▶ [EXCERPT PROVIDED]:
····················

From the book 'A World Deceived'

From where did Easter observance come? Did the early Christians dye Easter eggs? Did Peter or Paul ever conduct an Easter sunrise service? The answers, of course, are obvious.

The word “Easter” appears once in the King James Version: “… intending after Easter to bring Him forth to the people” (Acts 12:4). The word translated as “Easter” here is “pascha”, which is – as all scholars know – the Greek word for passover and has no connection with the English “Easter”.

It is well known that Easter is not a Christian expression – not in its original meaning. The word comes from the name of a pagan goddess – the goddess of the rising light of day and spring. “Easter” is but a modern form of Eostre, Pstera, Astarte, or Ishtar, the latter, according to Hislop, being pronounced as we pronounce “Easter” today. Like the word “Easter”, many of our customs at this season had their beginnings among pagan religions.

Easter eggs, for example, are colored, hid, hunted, and eaten – a custom done innocently today and often linked with a time of fun and frolic for children. But this custom did not originate in so-called Christianity. The egg was a sacred symbol among the Babylonians who believed an old fable about an egg of wondrous size which fell from heaven into the Euphrates River. From this marvellous egg – according to the ancient myth – the goddess Astarte (Easter) was hatched. The egg came to symbolize the goddess Easter.

····················

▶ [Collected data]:

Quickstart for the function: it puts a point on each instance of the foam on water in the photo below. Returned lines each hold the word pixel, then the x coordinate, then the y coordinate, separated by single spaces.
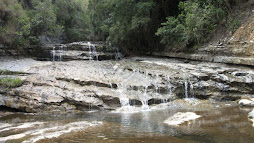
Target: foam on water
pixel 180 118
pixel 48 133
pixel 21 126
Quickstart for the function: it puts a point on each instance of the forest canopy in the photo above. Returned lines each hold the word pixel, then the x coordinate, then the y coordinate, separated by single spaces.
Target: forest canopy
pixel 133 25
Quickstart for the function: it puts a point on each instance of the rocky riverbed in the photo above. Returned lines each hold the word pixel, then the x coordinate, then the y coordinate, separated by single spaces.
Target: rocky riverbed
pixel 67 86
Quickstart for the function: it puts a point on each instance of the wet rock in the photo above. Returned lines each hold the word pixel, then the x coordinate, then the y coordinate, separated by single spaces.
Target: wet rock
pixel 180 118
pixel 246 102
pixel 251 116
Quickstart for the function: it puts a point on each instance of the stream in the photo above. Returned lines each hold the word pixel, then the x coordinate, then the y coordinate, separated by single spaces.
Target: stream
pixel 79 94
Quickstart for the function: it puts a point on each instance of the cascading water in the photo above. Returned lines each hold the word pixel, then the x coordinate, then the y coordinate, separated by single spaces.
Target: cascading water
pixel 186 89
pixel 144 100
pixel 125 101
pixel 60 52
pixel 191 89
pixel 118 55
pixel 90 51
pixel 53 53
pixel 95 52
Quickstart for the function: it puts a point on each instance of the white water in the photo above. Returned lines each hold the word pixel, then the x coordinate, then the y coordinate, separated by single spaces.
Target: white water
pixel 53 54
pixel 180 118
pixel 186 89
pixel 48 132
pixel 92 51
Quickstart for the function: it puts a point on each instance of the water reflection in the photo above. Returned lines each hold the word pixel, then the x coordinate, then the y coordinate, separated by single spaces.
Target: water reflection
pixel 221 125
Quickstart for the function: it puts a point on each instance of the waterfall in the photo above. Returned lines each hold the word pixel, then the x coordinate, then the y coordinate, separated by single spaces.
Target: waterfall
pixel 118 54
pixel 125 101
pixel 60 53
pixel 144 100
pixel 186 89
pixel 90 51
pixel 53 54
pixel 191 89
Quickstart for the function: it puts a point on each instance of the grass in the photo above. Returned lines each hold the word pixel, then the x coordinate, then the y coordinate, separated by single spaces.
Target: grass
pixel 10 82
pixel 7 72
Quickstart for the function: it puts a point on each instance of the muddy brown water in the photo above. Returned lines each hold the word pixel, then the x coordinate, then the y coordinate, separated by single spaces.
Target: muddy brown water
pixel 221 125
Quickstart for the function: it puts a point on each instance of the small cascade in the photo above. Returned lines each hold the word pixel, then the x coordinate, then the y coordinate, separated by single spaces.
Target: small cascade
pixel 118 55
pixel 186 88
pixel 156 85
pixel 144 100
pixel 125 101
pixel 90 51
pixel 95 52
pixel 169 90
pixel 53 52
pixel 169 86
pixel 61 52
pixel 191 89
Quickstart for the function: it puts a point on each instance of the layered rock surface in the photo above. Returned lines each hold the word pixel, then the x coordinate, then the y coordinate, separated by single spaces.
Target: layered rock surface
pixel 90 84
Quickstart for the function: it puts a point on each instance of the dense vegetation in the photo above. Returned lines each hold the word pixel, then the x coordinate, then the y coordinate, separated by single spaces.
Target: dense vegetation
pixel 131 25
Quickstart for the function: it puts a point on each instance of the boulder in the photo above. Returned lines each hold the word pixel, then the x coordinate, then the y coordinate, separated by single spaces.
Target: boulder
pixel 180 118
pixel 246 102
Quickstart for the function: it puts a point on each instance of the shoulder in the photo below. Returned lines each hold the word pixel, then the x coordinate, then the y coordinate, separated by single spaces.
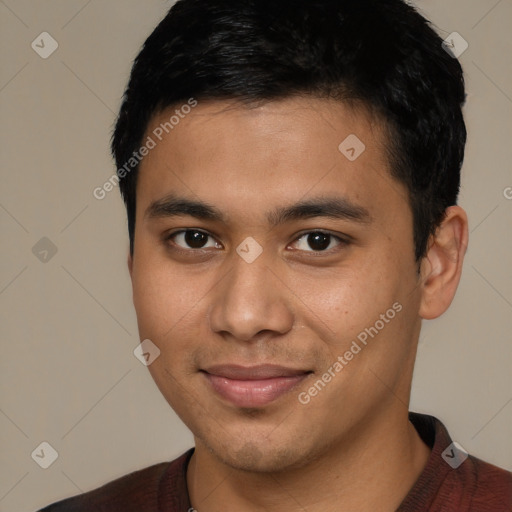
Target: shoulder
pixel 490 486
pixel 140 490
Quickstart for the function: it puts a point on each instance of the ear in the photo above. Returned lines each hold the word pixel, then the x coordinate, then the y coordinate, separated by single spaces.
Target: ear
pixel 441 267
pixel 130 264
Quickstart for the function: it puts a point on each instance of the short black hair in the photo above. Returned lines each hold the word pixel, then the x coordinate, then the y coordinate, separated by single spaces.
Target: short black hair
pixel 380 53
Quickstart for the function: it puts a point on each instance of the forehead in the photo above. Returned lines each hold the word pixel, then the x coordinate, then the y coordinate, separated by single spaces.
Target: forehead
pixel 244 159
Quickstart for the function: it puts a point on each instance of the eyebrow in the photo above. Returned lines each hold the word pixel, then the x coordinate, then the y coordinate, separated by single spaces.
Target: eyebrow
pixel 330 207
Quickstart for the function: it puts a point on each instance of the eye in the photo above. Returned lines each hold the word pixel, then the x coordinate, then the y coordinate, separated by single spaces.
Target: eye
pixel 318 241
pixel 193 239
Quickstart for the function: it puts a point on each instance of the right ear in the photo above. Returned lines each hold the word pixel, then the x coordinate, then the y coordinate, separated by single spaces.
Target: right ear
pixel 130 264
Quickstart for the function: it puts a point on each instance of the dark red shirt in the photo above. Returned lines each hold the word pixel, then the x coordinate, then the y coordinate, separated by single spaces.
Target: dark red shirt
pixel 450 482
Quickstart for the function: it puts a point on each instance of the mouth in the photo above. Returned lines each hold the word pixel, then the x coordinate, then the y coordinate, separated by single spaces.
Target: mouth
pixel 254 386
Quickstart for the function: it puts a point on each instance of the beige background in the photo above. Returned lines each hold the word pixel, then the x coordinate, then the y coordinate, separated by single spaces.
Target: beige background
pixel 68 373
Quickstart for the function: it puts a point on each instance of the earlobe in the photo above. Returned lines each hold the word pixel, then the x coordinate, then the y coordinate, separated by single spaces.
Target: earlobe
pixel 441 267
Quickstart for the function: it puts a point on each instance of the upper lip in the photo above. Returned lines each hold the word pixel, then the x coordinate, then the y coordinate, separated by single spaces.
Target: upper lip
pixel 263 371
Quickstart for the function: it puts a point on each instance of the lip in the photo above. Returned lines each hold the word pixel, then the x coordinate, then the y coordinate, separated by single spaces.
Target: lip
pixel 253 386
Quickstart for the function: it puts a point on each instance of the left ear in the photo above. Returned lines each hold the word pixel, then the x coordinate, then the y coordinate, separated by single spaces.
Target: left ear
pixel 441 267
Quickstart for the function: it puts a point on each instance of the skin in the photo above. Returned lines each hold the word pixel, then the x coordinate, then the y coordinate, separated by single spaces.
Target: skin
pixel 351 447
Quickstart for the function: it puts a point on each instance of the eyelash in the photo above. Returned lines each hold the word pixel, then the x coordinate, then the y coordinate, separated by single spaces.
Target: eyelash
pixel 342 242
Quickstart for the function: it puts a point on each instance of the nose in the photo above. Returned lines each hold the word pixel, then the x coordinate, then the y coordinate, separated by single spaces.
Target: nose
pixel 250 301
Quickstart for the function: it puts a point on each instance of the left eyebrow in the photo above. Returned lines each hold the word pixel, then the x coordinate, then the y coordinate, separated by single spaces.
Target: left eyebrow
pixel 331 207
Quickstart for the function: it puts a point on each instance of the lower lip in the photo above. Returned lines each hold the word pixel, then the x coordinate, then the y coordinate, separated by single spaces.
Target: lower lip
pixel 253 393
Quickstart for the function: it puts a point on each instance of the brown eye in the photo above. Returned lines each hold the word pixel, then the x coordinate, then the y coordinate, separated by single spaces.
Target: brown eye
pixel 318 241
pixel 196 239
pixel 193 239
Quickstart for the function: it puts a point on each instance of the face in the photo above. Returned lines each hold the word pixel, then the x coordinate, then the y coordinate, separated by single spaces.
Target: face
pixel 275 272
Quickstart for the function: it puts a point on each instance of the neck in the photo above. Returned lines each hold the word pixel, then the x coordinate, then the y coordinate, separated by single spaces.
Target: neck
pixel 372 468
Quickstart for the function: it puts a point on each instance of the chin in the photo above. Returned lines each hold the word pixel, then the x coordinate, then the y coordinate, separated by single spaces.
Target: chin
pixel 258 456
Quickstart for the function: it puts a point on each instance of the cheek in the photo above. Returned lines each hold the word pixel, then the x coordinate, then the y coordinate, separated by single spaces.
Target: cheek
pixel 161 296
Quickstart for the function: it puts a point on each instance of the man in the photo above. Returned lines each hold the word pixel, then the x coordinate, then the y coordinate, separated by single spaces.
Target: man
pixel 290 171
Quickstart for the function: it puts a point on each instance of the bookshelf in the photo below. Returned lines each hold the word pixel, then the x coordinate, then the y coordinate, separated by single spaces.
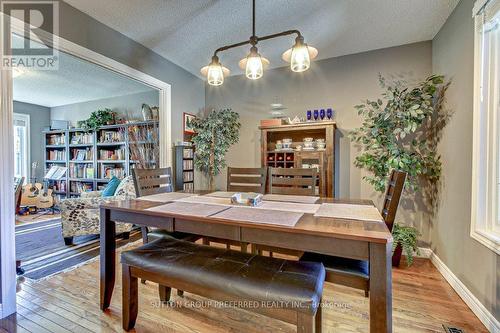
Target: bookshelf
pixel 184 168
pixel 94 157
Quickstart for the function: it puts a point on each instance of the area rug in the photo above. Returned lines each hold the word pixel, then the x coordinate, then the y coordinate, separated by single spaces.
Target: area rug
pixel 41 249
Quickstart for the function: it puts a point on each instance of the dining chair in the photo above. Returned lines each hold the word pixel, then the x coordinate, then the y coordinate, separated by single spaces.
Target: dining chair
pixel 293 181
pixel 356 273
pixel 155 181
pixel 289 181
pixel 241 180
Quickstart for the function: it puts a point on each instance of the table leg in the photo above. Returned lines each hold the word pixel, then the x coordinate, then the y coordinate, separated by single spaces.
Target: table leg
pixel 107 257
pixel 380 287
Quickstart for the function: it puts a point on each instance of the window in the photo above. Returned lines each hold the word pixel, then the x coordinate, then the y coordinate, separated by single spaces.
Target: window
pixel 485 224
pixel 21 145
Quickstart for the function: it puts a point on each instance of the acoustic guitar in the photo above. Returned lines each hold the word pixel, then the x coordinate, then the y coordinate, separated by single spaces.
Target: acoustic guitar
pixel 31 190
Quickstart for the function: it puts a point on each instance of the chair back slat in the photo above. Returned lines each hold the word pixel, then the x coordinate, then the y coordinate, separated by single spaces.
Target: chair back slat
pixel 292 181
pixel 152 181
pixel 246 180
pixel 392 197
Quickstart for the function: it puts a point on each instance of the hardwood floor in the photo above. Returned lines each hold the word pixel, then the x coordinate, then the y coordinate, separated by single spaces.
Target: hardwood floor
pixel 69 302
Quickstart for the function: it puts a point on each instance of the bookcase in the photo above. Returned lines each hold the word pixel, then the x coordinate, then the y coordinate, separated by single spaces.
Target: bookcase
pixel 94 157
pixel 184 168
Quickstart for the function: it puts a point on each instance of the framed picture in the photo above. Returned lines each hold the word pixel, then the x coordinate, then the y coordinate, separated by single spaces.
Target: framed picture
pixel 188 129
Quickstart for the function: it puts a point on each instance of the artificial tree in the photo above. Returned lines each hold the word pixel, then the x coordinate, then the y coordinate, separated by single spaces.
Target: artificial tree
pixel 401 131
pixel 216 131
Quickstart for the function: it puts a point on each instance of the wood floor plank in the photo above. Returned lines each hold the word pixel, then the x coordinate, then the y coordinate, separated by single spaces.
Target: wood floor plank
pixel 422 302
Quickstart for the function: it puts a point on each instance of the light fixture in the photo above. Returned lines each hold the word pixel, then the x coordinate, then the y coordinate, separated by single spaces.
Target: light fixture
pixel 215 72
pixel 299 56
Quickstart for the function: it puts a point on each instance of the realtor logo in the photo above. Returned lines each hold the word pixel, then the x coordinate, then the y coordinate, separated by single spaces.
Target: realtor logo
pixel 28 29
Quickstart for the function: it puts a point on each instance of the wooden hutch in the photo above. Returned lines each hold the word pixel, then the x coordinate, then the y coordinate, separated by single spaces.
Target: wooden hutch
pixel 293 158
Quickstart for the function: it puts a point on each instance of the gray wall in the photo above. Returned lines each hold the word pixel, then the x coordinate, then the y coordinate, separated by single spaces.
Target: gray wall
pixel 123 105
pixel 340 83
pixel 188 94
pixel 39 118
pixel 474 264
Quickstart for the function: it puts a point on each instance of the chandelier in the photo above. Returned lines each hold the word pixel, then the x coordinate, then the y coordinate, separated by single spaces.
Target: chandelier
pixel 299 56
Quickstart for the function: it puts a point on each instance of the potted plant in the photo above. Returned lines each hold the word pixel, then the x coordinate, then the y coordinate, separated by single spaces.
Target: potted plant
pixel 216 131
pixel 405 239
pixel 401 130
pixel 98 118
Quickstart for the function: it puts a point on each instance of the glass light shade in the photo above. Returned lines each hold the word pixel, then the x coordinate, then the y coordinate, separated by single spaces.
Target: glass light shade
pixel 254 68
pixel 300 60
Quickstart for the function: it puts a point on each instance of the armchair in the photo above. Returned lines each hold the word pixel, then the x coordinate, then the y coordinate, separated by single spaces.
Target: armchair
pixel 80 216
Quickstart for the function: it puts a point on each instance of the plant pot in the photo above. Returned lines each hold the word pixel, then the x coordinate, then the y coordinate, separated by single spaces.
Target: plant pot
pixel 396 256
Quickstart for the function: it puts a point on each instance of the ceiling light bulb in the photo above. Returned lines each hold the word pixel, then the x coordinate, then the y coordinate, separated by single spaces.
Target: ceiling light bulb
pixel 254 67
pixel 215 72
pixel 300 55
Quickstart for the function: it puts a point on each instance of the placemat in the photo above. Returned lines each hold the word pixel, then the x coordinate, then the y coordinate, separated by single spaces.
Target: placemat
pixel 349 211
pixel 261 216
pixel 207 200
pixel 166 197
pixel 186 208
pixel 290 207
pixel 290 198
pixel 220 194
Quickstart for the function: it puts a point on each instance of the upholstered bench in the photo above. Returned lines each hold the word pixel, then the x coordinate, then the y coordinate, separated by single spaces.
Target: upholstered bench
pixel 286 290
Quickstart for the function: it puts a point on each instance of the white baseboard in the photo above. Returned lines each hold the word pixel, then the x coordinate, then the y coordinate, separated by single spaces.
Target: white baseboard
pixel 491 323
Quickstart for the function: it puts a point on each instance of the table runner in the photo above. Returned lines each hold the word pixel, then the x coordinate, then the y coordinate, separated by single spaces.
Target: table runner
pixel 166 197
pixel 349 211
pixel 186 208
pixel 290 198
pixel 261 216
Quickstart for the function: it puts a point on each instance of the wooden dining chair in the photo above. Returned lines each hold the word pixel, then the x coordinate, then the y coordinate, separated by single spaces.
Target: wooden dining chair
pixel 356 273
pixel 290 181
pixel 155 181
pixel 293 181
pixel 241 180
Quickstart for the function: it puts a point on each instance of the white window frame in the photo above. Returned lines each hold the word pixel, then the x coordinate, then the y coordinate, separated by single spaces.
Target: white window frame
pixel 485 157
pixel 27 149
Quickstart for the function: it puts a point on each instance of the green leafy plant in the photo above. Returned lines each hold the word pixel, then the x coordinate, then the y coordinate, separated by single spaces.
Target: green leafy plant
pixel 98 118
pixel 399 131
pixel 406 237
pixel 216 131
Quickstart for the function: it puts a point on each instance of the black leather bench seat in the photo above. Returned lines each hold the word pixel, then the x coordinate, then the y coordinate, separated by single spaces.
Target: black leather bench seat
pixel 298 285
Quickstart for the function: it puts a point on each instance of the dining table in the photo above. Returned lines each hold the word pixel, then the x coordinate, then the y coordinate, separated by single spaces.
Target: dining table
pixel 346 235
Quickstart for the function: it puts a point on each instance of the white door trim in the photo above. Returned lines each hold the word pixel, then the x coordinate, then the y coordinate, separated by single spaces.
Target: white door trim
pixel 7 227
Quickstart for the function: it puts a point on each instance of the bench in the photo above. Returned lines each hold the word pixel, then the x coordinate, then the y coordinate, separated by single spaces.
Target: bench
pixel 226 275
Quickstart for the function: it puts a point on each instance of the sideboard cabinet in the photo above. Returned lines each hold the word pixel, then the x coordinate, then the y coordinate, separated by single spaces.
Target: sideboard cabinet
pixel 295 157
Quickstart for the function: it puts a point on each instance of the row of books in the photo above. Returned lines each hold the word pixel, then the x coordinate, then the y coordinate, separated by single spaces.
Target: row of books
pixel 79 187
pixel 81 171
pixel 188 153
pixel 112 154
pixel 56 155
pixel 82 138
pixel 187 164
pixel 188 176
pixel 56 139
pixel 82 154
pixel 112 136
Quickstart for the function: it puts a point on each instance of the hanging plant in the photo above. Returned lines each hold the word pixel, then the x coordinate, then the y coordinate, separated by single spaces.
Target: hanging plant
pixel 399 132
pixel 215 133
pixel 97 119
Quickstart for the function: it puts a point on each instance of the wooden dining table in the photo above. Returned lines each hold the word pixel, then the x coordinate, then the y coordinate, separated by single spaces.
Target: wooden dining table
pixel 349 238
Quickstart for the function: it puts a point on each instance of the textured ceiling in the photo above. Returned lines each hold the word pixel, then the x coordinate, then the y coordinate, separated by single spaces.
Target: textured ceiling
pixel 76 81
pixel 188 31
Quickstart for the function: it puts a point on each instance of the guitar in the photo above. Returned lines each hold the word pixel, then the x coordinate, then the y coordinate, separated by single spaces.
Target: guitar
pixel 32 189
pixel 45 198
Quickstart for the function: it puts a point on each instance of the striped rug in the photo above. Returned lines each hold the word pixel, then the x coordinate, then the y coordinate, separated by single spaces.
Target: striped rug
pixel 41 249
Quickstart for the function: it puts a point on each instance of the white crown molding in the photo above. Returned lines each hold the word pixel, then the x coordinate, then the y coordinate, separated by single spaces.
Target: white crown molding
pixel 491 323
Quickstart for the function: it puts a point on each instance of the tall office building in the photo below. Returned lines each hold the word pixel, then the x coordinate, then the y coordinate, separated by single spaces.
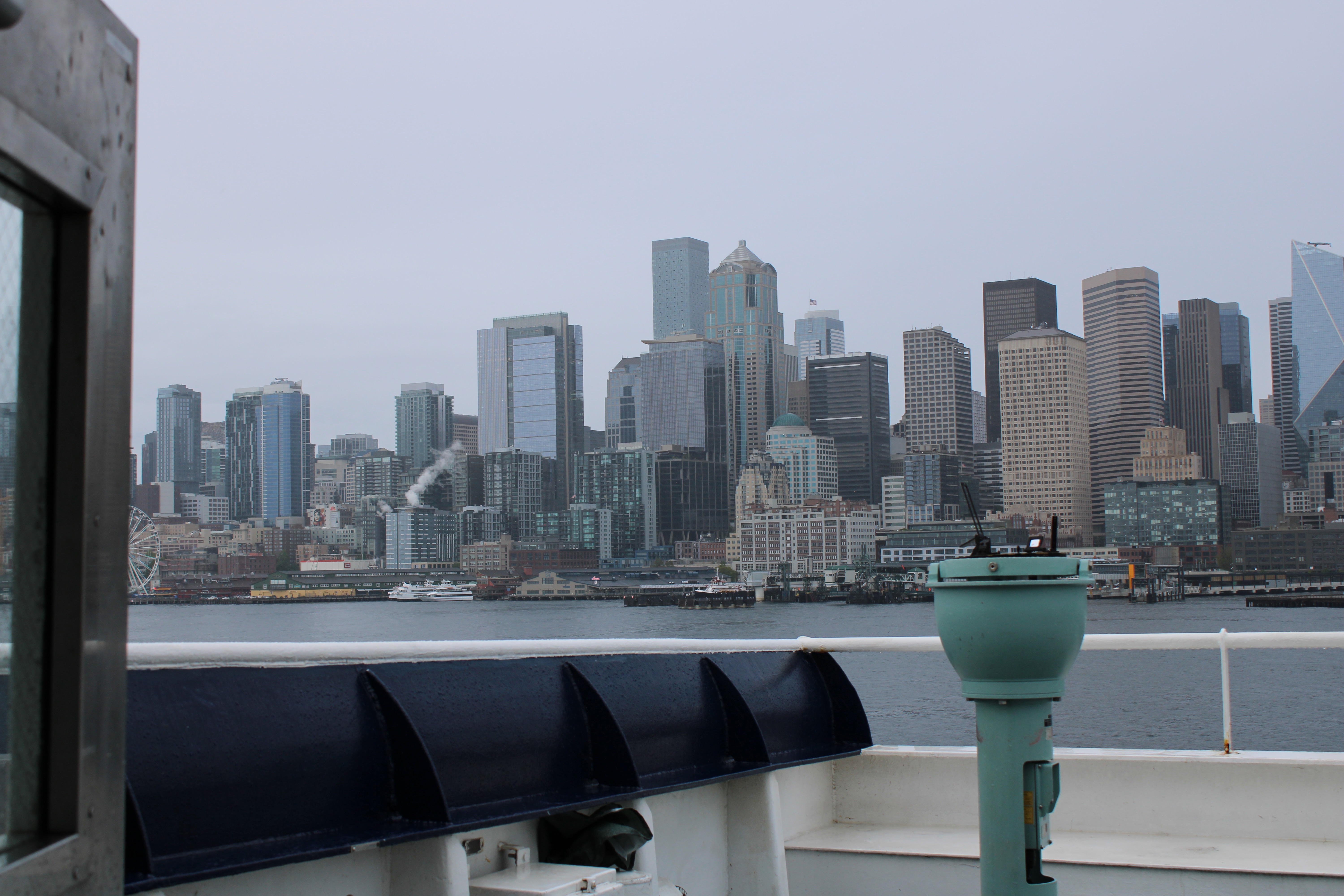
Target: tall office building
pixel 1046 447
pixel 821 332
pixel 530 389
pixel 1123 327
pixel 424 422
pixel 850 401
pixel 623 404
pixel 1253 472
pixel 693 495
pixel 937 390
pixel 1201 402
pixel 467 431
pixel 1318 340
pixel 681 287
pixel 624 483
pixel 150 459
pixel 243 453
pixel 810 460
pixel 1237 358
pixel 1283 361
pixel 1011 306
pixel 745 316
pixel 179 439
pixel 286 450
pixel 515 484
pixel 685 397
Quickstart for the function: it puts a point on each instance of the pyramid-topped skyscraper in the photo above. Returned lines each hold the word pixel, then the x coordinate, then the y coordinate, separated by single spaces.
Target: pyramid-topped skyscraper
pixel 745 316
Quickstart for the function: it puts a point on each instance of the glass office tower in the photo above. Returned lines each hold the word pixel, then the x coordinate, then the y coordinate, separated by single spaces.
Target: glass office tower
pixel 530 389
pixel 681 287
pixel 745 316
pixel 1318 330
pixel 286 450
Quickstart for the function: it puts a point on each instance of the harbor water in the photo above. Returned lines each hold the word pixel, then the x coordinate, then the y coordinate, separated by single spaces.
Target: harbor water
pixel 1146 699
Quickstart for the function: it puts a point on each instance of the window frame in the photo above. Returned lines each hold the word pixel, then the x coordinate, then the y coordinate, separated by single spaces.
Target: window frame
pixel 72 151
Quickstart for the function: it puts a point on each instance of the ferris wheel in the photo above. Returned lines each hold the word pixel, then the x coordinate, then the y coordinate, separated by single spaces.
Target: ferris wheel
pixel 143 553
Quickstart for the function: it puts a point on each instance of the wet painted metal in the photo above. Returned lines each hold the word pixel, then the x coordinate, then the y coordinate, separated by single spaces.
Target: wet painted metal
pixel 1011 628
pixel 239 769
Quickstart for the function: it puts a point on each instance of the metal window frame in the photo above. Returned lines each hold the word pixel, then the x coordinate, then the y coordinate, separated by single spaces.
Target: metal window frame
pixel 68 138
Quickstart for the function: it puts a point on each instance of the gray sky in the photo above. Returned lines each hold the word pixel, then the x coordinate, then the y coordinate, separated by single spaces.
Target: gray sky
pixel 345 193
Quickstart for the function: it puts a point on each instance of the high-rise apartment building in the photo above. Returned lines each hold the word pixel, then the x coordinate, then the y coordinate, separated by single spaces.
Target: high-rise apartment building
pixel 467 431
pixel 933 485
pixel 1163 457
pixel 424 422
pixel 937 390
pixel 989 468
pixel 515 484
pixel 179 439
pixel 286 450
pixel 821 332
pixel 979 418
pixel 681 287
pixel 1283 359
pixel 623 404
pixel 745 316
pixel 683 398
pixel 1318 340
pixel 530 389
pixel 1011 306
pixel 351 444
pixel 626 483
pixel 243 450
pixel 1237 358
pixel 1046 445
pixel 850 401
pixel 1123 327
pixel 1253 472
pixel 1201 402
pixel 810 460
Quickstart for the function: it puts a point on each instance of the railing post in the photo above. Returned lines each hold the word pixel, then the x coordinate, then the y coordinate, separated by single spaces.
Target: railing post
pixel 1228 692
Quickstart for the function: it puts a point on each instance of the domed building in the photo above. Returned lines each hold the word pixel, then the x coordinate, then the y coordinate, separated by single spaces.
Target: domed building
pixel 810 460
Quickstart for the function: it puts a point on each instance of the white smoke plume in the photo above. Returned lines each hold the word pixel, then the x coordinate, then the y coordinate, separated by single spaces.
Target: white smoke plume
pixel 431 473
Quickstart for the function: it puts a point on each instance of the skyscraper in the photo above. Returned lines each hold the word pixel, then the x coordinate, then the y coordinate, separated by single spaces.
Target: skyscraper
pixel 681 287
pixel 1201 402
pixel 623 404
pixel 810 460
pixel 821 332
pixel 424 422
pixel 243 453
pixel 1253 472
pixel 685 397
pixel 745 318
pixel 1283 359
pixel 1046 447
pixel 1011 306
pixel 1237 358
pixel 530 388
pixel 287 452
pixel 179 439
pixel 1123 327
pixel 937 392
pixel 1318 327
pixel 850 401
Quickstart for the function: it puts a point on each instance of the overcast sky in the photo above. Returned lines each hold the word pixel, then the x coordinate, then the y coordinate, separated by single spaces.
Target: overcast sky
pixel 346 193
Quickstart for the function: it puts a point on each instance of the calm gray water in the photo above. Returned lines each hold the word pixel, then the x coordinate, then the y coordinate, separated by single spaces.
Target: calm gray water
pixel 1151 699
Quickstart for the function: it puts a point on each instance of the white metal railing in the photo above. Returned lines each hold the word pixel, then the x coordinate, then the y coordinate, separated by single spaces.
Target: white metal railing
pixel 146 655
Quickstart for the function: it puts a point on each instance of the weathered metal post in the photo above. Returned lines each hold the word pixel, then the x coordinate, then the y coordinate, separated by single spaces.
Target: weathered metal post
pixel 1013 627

····················

▶ [SHORT EXERCISE 1]:
Reproduce the passage on the origins of Easter in full, word for word.
▶ [SHORT EXERCISE 2]:
Return every line of the entries that contains the string "high". Treat uppercase and lowercase as different.
The entries are unrelated to the passage.

▶ [CORRECT RESULT 1]:
From the book 'A World Deceived'

From where did Easter observance come? Did the early Christians dye Easter eggs? Did Peter or Paul ever conduct an Easter sunrise service? The answers, of course, are obvious.

The word “Easter” appears once in the King James Version: “… intending after Easter to bring Him forth to the people” (Acts 12:4). The word translated as “Easter” here is “pascha”, which is – as all scholars know – the Greek word for passover and has no connection with the English “Easter”.

It is well known that Easter is not a Christian expression – not in its original meaning. The word comes from the name of a pagan goddess – the goddess of the rising light of day and spring. “Easter” is but a modern form of Eostre, Pstera, Astarte, or Ishtar, the latter, according to Hislop, being pronounced as we pronounce “Easter” today. Like the word “Easter”, many of our customs at this season had their beginnings among pagan religions.

Easter eggs, for example, are colored, hid, hunted, and eaten – a custom done innocently today and often linked with a time of fun and frolic for children. But this custom did not originate in so-called Christianity. The egg was a sacred symbol among the Babylonians who believed an old fable about an egg of wondrous size which fell from heaven into the Euphrates River. From this marvellous egg – according to the ancient myth – the goddess Astarte (Easter) was hatched. The egg came to symbolize the goddess Easter.

▶ [CORRECT RESULT 2]:
Quickstart for the function: it puts a point on each instance of the high-rise apartment building in the photo above. Returned lines each hold the word pixel, then the x coordinate, then the y coordinate, separated by single spaces.
Target: high-rise apartment building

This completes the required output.